At its most extreme, in brick laying, every component is as simplistic geometrically as possible, and while one may argue that such simple components can be assembled into more interesting forms, e.g. Thomas Jefferson's serpentine walls at the University of Virginia, the structural mechanics of ensuring the simple units stack correctly still severely limit the design flexibility.

Other experimental forays into modular architecture are plagued by a similar problem. In the 1920s, Frank Lloyd Wright invented a precast concrete modular block system, called textile blocks, that he realized in six constructed homes in and around Los Angeles, eg the impressive Ennis House. However, Wright was limited to only two types of blocks: plain and decorated. Moreover, the geometry of each of the blocks was identical.

And finally, we have Buckminster Fuller's tensegrity geodesic dome, whereby an astounding number of hexagonal steel frame panels would be airlifted by the US military to sites of operation, or to cover all of New York City. Again, though, like Wright, Fuller was limited to a series of repeating units, rather than differentiated ones. Fuller's Dymaxion House, also unrealized, had to rely purely on similarly standardized mass manufactured components, for the mass production of residential units. One wonders if the hesitancy with which the public greeted the idea, and the it's ultimate lack of realization, was not related to this lack of geometrical diversity.
-.-.-
Tasks for this exercise —
1: In the passage on modular architecture, how many types of textile blocks could Frank Lloyd Wright use?
2: Write the next paragraph of the passage on modular architecture, starting after its final sentence.
The data is separate material, unrelated to the passage on modular architecture.

Data —
-.-.-
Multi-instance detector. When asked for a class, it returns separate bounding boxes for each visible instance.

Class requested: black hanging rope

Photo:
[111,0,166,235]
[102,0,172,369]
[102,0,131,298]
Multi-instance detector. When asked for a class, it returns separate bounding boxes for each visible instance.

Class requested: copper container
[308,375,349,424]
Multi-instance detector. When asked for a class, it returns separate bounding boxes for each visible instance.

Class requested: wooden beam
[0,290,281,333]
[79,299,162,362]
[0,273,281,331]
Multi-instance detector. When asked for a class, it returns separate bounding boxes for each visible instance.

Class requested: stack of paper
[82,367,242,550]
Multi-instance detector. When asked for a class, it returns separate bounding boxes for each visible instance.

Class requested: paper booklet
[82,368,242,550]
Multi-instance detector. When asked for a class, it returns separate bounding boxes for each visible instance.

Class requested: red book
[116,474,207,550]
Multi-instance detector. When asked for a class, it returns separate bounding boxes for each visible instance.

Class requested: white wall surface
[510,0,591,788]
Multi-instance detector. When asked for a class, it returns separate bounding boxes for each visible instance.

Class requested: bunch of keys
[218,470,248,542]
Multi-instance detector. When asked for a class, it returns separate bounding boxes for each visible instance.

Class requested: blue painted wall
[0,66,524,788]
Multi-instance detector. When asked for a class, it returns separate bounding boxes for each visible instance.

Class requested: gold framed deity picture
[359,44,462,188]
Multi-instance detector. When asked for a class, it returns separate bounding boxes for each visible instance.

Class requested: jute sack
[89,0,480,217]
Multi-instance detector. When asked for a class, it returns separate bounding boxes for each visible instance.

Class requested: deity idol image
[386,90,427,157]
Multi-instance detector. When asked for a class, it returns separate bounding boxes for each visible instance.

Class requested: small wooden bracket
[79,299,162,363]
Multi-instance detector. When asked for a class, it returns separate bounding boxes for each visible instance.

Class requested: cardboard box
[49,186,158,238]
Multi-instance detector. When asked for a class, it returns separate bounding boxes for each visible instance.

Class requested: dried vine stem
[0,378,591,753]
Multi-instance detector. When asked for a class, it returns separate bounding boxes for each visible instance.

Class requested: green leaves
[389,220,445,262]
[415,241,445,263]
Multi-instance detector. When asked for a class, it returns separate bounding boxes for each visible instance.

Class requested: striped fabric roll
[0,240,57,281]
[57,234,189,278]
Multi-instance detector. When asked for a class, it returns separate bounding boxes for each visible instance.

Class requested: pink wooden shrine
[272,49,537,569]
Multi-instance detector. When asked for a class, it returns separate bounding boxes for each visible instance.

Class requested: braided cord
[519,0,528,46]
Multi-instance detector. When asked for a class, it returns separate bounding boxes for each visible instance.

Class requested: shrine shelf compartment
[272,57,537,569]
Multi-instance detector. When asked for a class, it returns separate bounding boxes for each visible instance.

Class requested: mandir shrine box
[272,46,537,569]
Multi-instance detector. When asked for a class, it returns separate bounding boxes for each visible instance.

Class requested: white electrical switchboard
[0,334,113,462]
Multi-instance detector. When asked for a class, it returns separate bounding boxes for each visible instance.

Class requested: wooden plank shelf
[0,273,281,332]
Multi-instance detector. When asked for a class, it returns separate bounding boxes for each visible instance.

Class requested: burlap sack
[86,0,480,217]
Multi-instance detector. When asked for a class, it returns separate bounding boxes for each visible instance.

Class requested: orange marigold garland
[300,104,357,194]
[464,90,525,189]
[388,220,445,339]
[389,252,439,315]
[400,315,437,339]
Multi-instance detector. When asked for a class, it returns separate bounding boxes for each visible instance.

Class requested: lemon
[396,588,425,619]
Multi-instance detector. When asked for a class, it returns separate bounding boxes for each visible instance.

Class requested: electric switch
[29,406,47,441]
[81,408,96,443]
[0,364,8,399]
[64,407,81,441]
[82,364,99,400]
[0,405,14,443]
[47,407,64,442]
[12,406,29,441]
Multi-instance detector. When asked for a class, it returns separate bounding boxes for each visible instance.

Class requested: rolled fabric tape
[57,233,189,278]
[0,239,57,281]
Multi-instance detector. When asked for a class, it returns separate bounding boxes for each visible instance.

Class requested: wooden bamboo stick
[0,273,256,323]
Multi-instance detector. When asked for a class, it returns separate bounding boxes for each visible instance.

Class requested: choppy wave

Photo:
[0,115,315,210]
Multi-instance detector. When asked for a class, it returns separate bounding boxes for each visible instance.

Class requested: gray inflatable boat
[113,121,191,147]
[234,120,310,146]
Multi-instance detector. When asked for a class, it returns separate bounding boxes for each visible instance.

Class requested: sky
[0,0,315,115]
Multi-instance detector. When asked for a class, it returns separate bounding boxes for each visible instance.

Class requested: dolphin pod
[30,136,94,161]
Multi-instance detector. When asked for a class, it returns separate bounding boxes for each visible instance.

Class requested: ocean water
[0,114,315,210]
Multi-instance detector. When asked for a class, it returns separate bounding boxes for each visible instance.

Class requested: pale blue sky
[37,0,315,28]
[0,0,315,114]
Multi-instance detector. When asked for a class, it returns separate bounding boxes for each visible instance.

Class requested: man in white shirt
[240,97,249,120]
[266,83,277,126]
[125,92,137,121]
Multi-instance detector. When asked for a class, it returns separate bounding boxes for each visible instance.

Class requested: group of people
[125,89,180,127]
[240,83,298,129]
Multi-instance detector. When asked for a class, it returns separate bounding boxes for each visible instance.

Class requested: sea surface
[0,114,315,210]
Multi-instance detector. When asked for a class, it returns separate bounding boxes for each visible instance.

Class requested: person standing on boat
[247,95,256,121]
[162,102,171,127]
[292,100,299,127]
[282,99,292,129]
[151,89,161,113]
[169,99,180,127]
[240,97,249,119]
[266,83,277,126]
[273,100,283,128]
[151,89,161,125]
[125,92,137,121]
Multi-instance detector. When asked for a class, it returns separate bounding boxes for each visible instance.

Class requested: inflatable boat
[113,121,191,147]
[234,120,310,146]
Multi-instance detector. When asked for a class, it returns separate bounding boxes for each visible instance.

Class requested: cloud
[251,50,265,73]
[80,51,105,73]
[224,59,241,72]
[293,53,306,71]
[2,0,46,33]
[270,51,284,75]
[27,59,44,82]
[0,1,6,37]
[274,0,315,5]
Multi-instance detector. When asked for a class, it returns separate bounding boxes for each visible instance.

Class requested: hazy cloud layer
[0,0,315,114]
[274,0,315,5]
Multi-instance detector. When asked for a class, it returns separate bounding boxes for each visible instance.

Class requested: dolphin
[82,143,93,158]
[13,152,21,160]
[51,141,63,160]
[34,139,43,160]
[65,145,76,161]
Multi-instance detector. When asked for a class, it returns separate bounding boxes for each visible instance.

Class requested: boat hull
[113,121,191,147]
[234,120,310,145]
-.-.-
Per-task outputs —
1: Two: plain and decorated.

2:
These historical precedents of modular component based architecture offer inspiration for how 3D printing, limited in scale as it is, though impressive in its geometric versatility, may be able to make a nonetheless significant contribution to architectural design.

The ultimate goal is a rapidly prototyped architecture, whereby not necessarily entire buildings are reshaped at the designer's will, which is likely unrealistic, but that interior spaces within them can be adapted and shaped dynamically to fit the evolving needs of its inhabitants. Once fabricated in a custom 3D printing factory, these components can, as is typical for prefabricated elements, be transported on site and, e.g. be assembled by 6 axis degree of freedom Kuka robotic arms, as innovative experimental architects such as Fabio Gramazio and Matthias Kohler have at ETH Zurich. So called swarm robotics have been pursued as a particularly efficient and versatile method for assembling components on site.

By this construction logic, the overall structural frame of the building could be comprised of, again, traditionally fabricated elements of necessarily larger scale than 3D printing can offer. Within this typically constructed skeletal frame, however, a variety of heterogeneous interior spaces can be rapidly and continuously 3D printed, with the printers themselves even housed within the structure itself. (See Fig. 1)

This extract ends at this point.